**BRANO DATO**:
Anno di pubblicazione: 2004

Il libro di Bardelli non è solo la ricostruzione dalle origini all’epoca fascista delle vicende di una delle più longeve associazioni non-profit italiane, ma è anche un’acuta riflessione sulla società civile milanese ottocentesca.
La costituzione del Touring Club Ciclistico Italiano (TCI) nel 1894 si colloca nell’ambito di una profonda trasformazione della concezione del tempo libero, che cessò di essere una prerogativa aristocratica e si costruì un proprio spazio nella cultura borghese. La conciliazione fra loisir e valori borghesi improntati al lavoro e al produttivismo avvenne sia inserendo il tempo libero ?fra i beni che la ricchezza poteva generare e che quindi gli individui e la società ricavavano dal lavoro e dal progresso tecnico-industriale? (p. 39), sia ricorrendo a giustificazioni funzionali o salutiste. Nella seconda metà dell’Ottocento, nelle regioni più sviluppate del paese, attorno all’idea che le pratiche sportive e il viaggio migliorassero l’efficienza del corpo e rafforzassero la morale si costruì una fitta rete di associazioni: il TCI fu una di queste.

**SEZIONE DATI**:
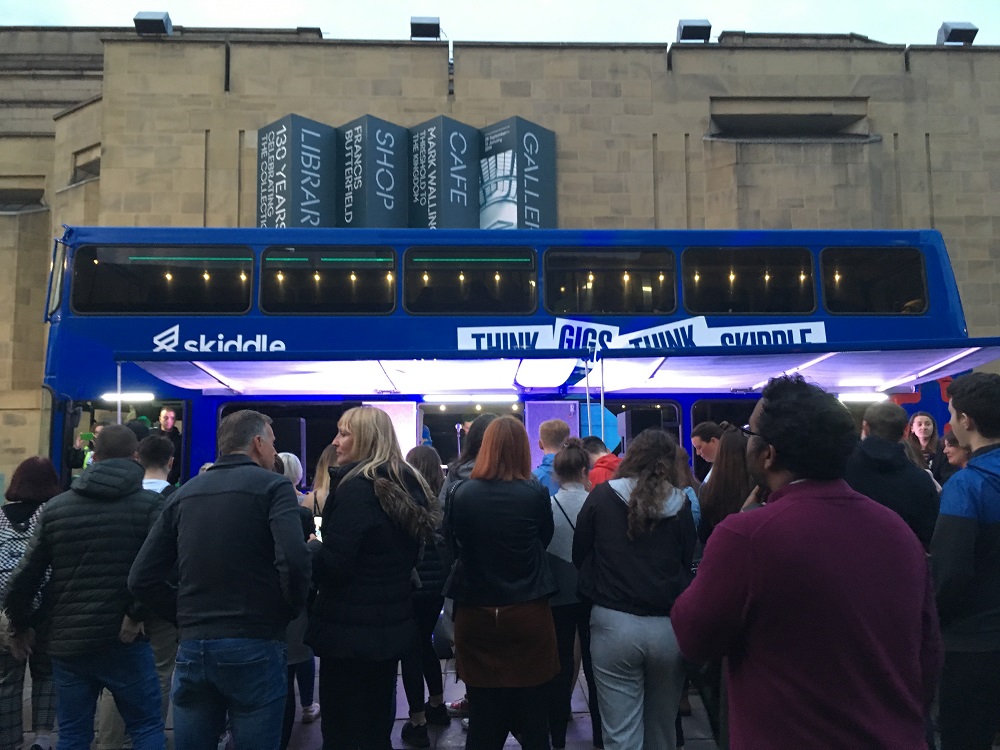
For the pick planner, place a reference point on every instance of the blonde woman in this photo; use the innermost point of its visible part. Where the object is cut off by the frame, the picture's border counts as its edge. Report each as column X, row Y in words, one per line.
column 316, row 499
column 380, row 511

**IL TUO COMPITO**:
Rispondi alle domande sul brano dedicato al Touring Club.
(a) In che anno fu costituito il Touring Club Ciclistico Italiano?
(b) Da quale punto a quale epoca arriva la ricostruzione delle vicende dell'associazione nel libro di Bardelli?
(c) In quali regioni, nella seconda metà dell'Ottocento, si costruì la fitta rete di associazioni?

**RISPOSTA COMPLETA**:
(a) Nel 1894.
(b) Dalle origini all'epoca fascista.
(c) Nelle regioni più sviluppate del paese.